Dataset rows:
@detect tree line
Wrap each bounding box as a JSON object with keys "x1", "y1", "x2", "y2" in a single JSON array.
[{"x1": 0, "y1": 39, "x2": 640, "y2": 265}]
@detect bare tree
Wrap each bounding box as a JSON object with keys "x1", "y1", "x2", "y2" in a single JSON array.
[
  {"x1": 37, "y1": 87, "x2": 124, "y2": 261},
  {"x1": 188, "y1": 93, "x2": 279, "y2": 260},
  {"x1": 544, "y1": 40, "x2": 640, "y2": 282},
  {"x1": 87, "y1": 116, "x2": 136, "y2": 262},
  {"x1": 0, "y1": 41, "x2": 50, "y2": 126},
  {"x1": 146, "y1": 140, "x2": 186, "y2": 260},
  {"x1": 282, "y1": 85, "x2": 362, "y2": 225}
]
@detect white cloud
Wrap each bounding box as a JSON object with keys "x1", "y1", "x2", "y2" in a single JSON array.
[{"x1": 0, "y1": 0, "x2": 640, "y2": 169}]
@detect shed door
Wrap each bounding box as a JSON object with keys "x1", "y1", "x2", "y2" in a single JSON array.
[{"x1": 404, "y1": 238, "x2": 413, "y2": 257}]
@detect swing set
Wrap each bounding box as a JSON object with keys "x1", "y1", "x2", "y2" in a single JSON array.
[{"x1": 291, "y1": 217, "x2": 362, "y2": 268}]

REQUEST
Rewrite all of the lines above, keeping every request, and subtract 75 from each coordinate value in the bounding boxes.

RESULT
@detect tree line
Wrap each bounding box as a JSON object with keys "x1", "y1", "x2", "y2" in a single JSON array.
[{"x1": -75, "y1": -36, "x2": 565, "y2": 190}]
@detect bare tree
Wrap each bounding box as a JSON object with keys "x1", "y1", "x2", "y2" in a single JSON array.
[
  {"x1": -38, "y1": 12, "x2": 49, "y2": 186},
  {"x1": 113, "y1": 18, "x2": 204, "y2": 185},
  {"x1": 469, "y1": -35, "x2": 565, "y2": 207},
  {"x1": 12, "y1": 41, "x2": 61, "y2": 187},
  {"x1": -75, "y1": -34, "x2": -25, "y2": 51},
  {"x1": 71, "y1": 65, "x2": 111, "y2": 185},
  {"x1": 207, "y1": 10, "x2": 287, "y2": 150}
]
@detect white cloud
Wrap each bounding box as a JSON object with keys "x1", "y1", "x2", "y2" in a single JSON array.
[{"x1": -75, "y1": -75, "x2": 565, "y2": 94}]
@detect shed door
Wrap each bounding box as a JSON object with keys "x1", "y1", "x2", "y2" in a single JSON array.
[{"x1": 329, "y1": 163, "x2": 338, "y2": 182}]
@detect swing set
Wrap each bounding box as a JSON object with keys "x1", "y1", "x2", "y2" in a single JSON array.
[{"x1": 216, "y1": 142, "x2": 287, "y2": 193}]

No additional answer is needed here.